KUTIPAN DOKUMEN:
****************************************

UII Tolak Revisi UU KPK

Senin, 09 September 2019 - 20:00 WIB
UII Tolak Revisi UU KPK
Rektor UII Fathul Wahid membacakan pernyatakan sikap UII menolak revisi UU KPK di kampus FH UII Jalan Tamansiswa, Yogyakarta, Senin (9/9/2019).FOTO/SINDOnews/Priyo Setyawan
A A A
YOGYAKARTA - Universitas Islam Indonesia (UII) Yogyakarta menegaskan menolak revisi Undang-Undang No 30/2002 tentang Komisi Pemberantasan Korupsi (KPK) yang telah disahkan DPR, Kamis (5/9/2019). Penolakan itu disampaikan dalam pernyataan sikap yang dibacakan langsung Rektor UII, Fathul Wahid di kampus Fakultas Hukum UII, Jalan Tamansiswa, Yogyakarta, Senin (9/9/2019).

Bentuk penolakan UII terhadap revisi UU KPK juga diwujudkan dalam tandatangan di kain berukuran 60 x 60 m2. Pernyataan sikap dan tandatangan penolakan itu selanjutnya akan dikirimkan ke DPR dan Presiden Joko Widodo (Jokowi). Jika ternyata tidak ada tanggapan dan revisi UU KPK tetap berlanjut, UII akan melakukan judicial review terhadap keputusan tersebut.

Fathul Wahid mengatakan ada beberapa alasan mengapa UII menolak revisi UU KPK tersebut. Di antaranya revisi UU KPK itu bukan untuk memperkuat KPK namun justru akan melemahkan termasuk menghambat agenda besar KPK dalam memberantas korupsi.

“Hal-hal itu antara lain, kedudukan KPK di bawah cabang kekuasaan eksekutf, dalam menjalankan tugas seperti penyadapan harus mendapat izin dari dewan pengawas KPK. KPK bagian yang tidak terpisahkan dari sistem peradilan pidana terpadu sehingga harus bersinergi dengan dengan lembaga penegak hukum lainnya."

"KPK dalam menjalankan tugasnya diawasi oleh dewan pengawas serta KPK harus melaporkan penghentian dan penuntutan kepada dewan pengawas dan diumumkan ke publik,” terang Fathul.

Fathul menjelaskan, menempatkan KPK menjadi bagian dari kekuasaan eksekutif (pemerintah) akan berpotensi menjadikan KPK sebagai lembaga sub ordinat pemerintah (presiden) tidak lagi independen sebab dapat disetir sesuai kehendak rezim yang berkuasa. Pembentukan dewan pengawas akan menganggu independen KPK dan potensi menimbulkan matahari kembar.

****************************************

DATA TERSEDIA:
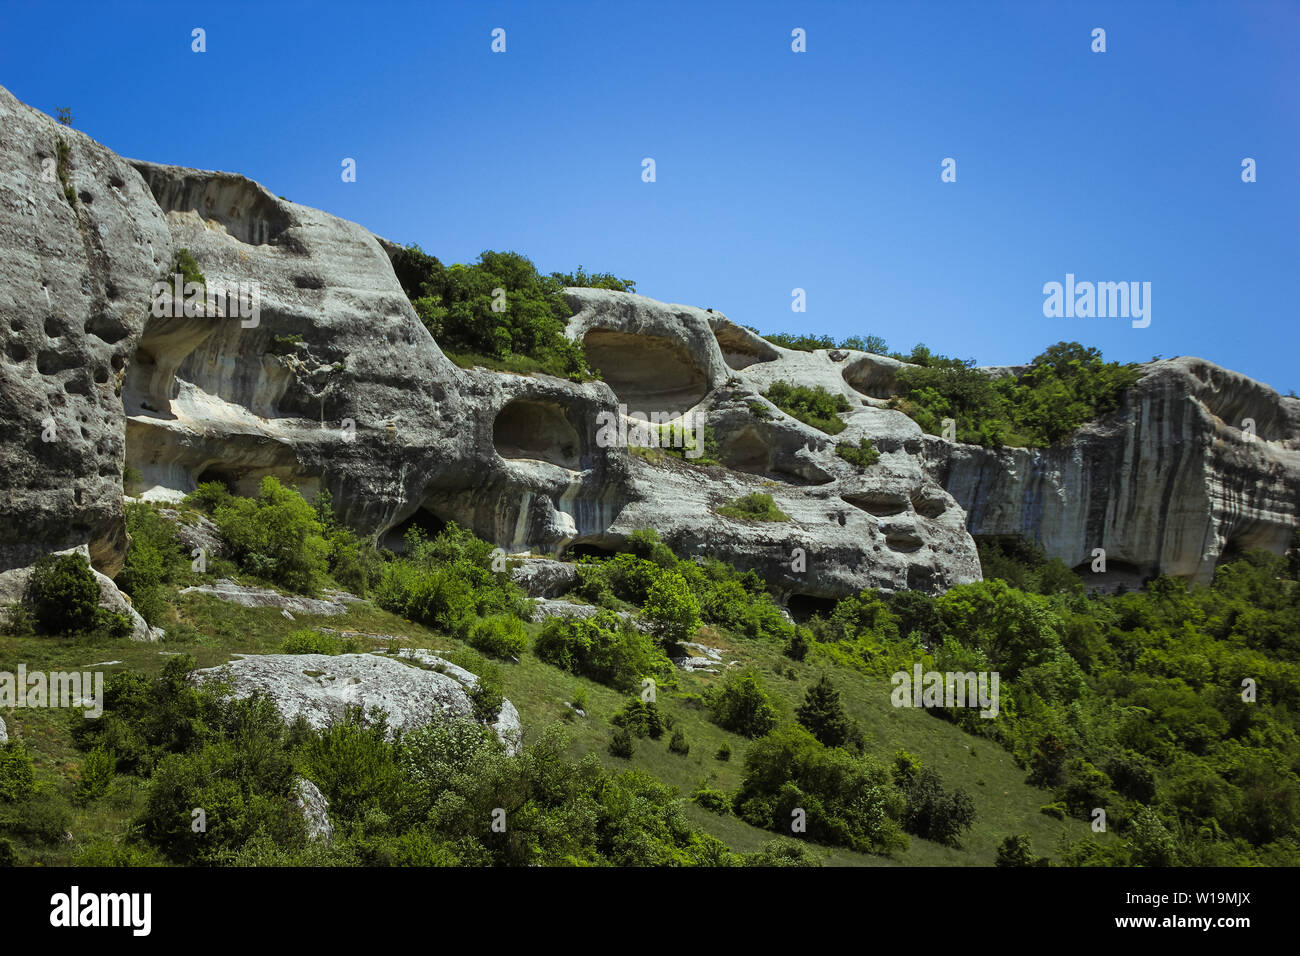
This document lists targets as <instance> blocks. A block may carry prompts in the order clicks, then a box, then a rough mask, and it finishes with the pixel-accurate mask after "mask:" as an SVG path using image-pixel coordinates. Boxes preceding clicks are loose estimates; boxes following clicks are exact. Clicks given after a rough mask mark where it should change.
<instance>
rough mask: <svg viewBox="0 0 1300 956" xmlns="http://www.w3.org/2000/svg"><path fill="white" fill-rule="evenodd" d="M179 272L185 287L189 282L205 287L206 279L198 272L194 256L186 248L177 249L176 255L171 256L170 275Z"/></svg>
mask: <svg viewBox="0 0 1300 956" xmlns="http://www.w3.org/2000/svg"><path fill="white" fill-rule="evenodd" d="M177 272H179V273H181V274H182V276H183V277H185V282H186V285H188V284H190V282H198V284H199V285H201V286H207V284H208V278H207V276H204V274H203V273H201V272H200V271H199V263H196V261H195V259H194V255H192V254H191V252H190V250H187V248H178V250H177V251H175V255H173V256H172V273H173V274H174V273H177Z"/></svg>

****************************************

KETENTUAN LATIHAN:
1. Jawablah tiga pertanyaan ini berdasarkan berita tentang penolakan UII terhadap revisi UU KPK.
(a) Siapa yang membacakan pernyataan sikap UII?
(b) Kepada siapa pernyataan sikap dan tanda tangan penolakan akan dikirimkan?
(c) Apa yang akan dilakukan UII jika tidak ada tanggapan dan revisi UU KPK tetap berlanjut?
2. Sebutkan semua nama orang yang muncul dalam berita tentang penolakan UII terhadap revisi UU KPK, termasuk nama dalam keterangan foto.
Baris-baris data di atas tidak diperlukan untuk latihan ini.

JAWABAN LATIHAN:
1.
(a) Rektor UII, Fathul Wahid.
(b) Kepada DPR dan Presiden Joko Widodo (Jokowi).
(c) UII akan melakukan judicial review terhadap keputusan tersebut.

2.
- Fathul Wahid
- Joko Widodo (Jokowi)
- Priyo Setyawan